-- Work instructions --
(a) Reproduce the passage of the Kansas track and field report below, starting with "Junior Casey Bowen" and going on through "field of competitors.".
(b) In the Kansas track and field report below, what winning score did Vollmer finish the heptathlon with?

-- Reading text --

Competing in her first heptathlon since winning an NCAA title in the event last season, Vollmer put her name back atop the national ranks after a come-from-behind victory on the second day of competition. Vollmer began day two of the event sitting in third place and trailing the leader, Penn State’s Brittney Howell, by 75 points. Over the final three events of the day she steadily chipped away at Howell’s lead. Vollmer posted a long jump mark of 5.88 meters (19’3½”) to start the day, but found herself in an even deeper hole after Howell extend her lead to 142 points with just two events remaining.
 
The Kansas junior then used a strong showing in the javelin to leap Howell in the standings after she posted a top throw of 39.18 meters (128’6″). The mark gave Vollmer a 17-point lead with just the 800 meters remaining.
 
The Penney, Mo., native completed her half-mile race in 2:21.18 and was able to hold off Howell who could only manage to make up two-points on the Jayhawk’s lead. Vollmer ended her competition with a winning score of 5,640 points, the highest heptathlon score in the NCAA so far this season and the fourth-best point total in school history.
 
Junior Casey Bowen added his name to the illustrious list of Kansas pole vaulters as he took part in the A-Section of the event Thursday afternoon. Bowen, who was competing in the Crimson and Blue for the first time this year after utilizing his redshirt during the indoor campaign, appeared unfazed by the layoff from competition. The Gardner, Kan., product needed only five attempts to clear his first three bars on the day, which quickly vaulted his name to the top of the leaderboard. Bowen then attempted to write another chapter in the storied history of the KU pole vault program as he looked to clear a height of 5.50 meters (18’0½”). On his second trip down the runway, he managed to slip over the bar which eventually clinched his victory among a stacked field of competitors.

-- Material --
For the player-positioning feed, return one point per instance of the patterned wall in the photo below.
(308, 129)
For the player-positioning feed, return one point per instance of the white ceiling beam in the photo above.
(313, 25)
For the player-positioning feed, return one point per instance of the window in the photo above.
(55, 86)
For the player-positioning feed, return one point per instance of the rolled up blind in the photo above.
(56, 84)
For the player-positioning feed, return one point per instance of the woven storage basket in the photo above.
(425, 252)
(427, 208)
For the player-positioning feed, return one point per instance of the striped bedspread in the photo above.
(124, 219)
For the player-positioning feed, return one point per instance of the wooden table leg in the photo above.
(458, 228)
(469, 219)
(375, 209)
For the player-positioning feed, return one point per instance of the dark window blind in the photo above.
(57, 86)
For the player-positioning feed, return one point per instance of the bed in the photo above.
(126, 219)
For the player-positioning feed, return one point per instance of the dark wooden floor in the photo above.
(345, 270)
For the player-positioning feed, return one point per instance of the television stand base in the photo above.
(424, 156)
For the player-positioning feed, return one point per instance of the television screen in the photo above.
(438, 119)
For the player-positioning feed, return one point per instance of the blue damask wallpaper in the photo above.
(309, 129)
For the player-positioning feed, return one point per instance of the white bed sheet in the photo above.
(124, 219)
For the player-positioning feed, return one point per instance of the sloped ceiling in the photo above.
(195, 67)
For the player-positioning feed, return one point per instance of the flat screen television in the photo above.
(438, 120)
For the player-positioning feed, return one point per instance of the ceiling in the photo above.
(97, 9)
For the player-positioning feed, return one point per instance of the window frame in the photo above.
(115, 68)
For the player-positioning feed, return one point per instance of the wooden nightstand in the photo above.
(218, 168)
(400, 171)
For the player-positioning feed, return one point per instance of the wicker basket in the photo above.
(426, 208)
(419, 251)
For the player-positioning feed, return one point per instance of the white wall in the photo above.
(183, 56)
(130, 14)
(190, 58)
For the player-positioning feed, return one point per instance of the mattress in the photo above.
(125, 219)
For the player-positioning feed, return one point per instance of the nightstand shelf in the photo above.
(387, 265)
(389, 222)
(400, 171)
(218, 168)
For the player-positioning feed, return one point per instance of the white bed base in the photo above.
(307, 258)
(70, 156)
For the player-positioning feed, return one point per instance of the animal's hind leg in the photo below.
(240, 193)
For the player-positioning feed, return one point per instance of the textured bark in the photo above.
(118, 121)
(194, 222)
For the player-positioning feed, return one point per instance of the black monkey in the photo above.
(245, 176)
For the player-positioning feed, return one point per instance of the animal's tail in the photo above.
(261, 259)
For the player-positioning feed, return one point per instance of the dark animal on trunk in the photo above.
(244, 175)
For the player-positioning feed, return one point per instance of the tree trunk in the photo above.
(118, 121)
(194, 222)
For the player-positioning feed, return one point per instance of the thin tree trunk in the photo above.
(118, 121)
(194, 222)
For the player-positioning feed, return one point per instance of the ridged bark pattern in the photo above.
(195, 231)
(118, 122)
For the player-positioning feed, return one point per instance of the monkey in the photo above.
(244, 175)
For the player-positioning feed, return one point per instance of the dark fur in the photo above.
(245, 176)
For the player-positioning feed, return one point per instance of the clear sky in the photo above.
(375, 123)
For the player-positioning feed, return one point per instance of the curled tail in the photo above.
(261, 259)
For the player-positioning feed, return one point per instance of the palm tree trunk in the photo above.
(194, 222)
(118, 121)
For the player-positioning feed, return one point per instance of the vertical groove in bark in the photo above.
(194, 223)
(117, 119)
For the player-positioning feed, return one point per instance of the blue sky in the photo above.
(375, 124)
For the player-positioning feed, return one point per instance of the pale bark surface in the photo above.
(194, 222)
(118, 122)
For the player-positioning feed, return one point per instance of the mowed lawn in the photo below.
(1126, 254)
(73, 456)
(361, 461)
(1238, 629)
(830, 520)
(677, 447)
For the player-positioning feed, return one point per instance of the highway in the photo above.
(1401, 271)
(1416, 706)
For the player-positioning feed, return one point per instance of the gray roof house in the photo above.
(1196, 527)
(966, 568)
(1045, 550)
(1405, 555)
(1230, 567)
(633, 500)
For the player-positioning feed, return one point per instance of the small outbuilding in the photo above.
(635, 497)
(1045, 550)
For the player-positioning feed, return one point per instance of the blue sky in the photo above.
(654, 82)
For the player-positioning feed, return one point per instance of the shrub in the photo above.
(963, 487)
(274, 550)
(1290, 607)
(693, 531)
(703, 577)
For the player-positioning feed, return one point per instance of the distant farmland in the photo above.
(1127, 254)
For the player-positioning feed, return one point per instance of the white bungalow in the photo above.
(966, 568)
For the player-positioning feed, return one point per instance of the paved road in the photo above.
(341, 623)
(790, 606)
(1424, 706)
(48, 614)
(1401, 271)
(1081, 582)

-- Task results --
(a)
Junior Casey Bowen added his name to the illustrious list of Kansas pole vaulters as he took part in the A-Section of the event Thursday afternoon. Bowen, who was competing in the Crimson and Blue for the first time this year after utilizing his redshirt during the indoor campaign, appeared unfazed by the layoff from competition. The Gardner, Kan., product needed only five attempts to clear his first three bars on the day, which quickly vaulted his name to the top of the leaderboard. Bowen then attempted to write another chapter in the storied history of the KU pole vault program as he looked to clear a height of 5.50 meters (18’0½”). On his second trip down the runway, he managed to slip over the bar which eventually clinched his victory among a stacked field of competitors.

(b) 5,640 points